● What needs to be done:
Return every line in the rows below that contains the string "eagle", matching case exactly.

● Exercise inputs:

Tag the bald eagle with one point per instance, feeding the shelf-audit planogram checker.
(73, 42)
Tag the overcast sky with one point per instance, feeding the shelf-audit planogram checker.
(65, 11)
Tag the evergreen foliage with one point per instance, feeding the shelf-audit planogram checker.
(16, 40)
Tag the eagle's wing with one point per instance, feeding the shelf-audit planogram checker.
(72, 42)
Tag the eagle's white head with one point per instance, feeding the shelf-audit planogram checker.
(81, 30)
--
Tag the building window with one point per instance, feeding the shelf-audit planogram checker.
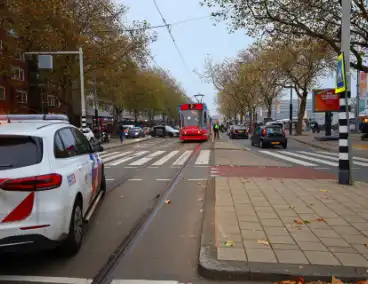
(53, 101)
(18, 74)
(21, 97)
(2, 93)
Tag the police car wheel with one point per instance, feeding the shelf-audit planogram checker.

● Final result:
Tag the bald eagle with one point per instance, feeding the shelf-audit planogram checker.
Tag the eagle's wing with one point per instance, feeding the shelf-audit planogram checker.
Tag the eagle's white head with one point per instance, feeding the shelf-audit planogram checker.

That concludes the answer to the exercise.